# Halloween Party Pics!



## Edward (Sep 24, 2010)

This years party was by far our most successful of all the ones we have hosted. 120+ guests, wonderful job by our caterer, the character artist was a huge hit with the guests, and as always our strolling magician mistified all the guests. We already have people asking how we will top this party next year! And we are already thinking about it! By the way that is my wife and I as Frankenstein & his Bride! We had a blast!!!


----------



## witchymom (Oct 6, 2008)

looks like fun!


----------



## Dark Passenger (Aug 22, 2011)

I love the _Up_ costumes!


----------



## HexMe (Jul 23, 2009)

Wow, that sounds amazing! I wish I could host a party as successful as yours. Or at least get invited to one.


----------



## Paint It Black (Sep 15, 2011)

awesome costumes!


----------



## Edward (Sep 24, 2010)

Consider yourself invited next year HexMe, if you don't mind the drive! Happy Halloween!!! lol!!!


----------



## MissKiki (Oct 16, 2011)

Love the strolling magician - great pics!


----------



## goingoverboard (Oct 3, 2012)

I wish my friends were that awesome!


----------



## tweety16_6 (Aug 10, 2011)

looks like a great party!


----------



## ScaredyCat (Sep 9, 2011)

That Frankenstein costume is awesome!


----------



## Edward (Sep 24, 2010)

Thank you all my Halloween friends! Hope everyone has a great Halloween time tonight!!!


----------



## tgoodman (Sep 25, 2009)

Where do you host your party where you can have 120+ guests? Do you foot the bill for everything or do guests contribute? Looks like it was a great time!


----------



## Edward (Sep 24, 2010)

We rent different venues for our party. In the past we actually rented a castle ( Castle McCulloch, Jamestown, NC ), this year we rented a place called Magnolia Manor, ( Colfax, NC ) which is a huge southern mansion. Both of these venues do a lot of weddings, and social events. And yes, we take care of the entire event. We don't want our friends to have to contribute to an event that we host. It is our one big event of the year, so we plan for it the whole year leading up to the day it takes place. We're already thinking about next year's party! Thanks for all the compliments friends. Like you all, we do love Halloween!


----------



## HexMe (Jul 23, 2009)

****************

▶ **DIRECTIONS**:
• a. Based on the Halloween party thread, mark each statement yes or no. Support each answer with the deciding words from the thread, quoted exactly. (i) This year's party had more than 120 guests. (ii) Guests contributed toward the cost of the party. (iii) This year's party was held at Castle McCulloch.
• b. Translate this sentence from the Halloween party thread into Spanish: "Both of these venues do a lot of weddings, and social events."
• c. Write the next post in the Halloween party thread, following the final HexMe heading.
The lines after the Halloween party thread can be left aside.

▶ **INFORMATION GIVEN**:
****************

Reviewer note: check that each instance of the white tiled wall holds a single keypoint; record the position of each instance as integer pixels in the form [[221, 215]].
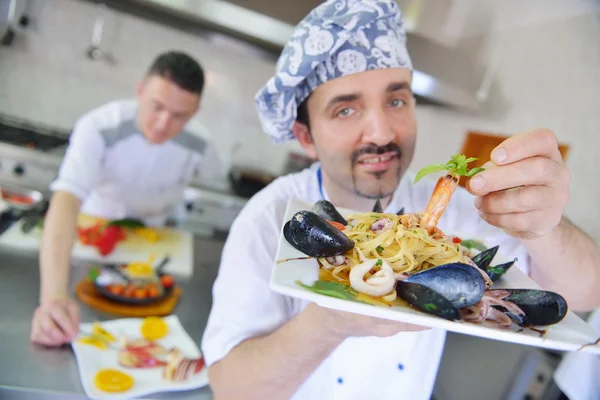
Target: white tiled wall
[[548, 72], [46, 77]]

****************

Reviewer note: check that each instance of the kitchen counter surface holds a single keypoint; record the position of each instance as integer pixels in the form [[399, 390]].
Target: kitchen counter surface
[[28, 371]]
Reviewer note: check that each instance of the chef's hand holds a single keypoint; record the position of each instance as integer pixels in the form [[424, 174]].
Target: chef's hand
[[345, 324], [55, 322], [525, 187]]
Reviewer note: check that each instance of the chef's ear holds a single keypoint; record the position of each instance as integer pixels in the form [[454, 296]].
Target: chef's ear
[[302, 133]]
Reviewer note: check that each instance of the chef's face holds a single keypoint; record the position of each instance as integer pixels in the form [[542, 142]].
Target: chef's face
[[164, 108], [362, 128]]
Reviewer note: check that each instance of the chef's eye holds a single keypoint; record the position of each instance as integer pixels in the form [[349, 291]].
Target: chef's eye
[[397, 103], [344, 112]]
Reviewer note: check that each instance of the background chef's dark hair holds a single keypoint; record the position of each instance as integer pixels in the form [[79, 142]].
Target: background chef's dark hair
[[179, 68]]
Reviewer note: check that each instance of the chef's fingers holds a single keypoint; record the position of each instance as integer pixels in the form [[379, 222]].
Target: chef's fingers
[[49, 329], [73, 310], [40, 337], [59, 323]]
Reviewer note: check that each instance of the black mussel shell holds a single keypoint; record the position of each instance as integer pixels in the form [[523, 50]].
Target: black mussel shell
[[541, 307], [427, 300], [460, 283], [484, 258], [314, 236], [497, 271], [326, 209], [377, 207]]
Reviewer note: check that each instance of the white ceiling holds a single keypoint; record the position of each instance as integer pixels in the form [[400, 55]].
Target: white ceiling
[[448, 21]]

****************

▶ **ANSWERS FOR THE EXERCISE**:
• a.
(i) Yes: "120+ guests"
(ii) No: "We don't want our friends to have to contribute to an event that we host."
(iii) No: "this year we rented a place called Magnolia Manor"

• b. Ambos lugares acogen muchas bodas y eventos sociales.

• c.
Thanks for the invite, Edward! Where in N.C. are you? My husband and I have our house on the market right now and we're hoping to move to the Raleigh area as soon as it sells, so the drive might not be so bad after all!


----------



## rexygirl (Nov 2, 2009)

Awesome costumes!!


----------



## Edward (Sep 24, 2010)

Hey HexMe, we're in High Point, about 1.5 hours from Raleigh. Let us know if you do make the move, we'll put you on the guest list! Happy Halloween!!!


----------



## AthenaHM (Oct 27, 2011)

More to come , but these are some good times that were had by all at our party on the 27th. We had about 50 people there. You probably can't see me, but in the group photo, I am squished underneath the other four people in the photo. The handsome guy in the bowler is my other half


----------



## Edward (Sep 24, 2010)

Looks like your guest were enjoying themselves on Saturday!! Have a great Halloween night tonight !!


----------



## tgoodman (Sep 25, 2009)

Edward, it sounds amazing! I'm curious... how long have you been hosting an annual party? Do you decorate extensively at each venue you choose for your party? I have toyed with the idea of having our party somewhere other than our home. Have you ever thought of renting a photo booth? Just an idea for your party next year, as they're pretty popular around here but a bit too expensive for my party. I imagine with the size of your party it would be a big hit.  Happy Halloween...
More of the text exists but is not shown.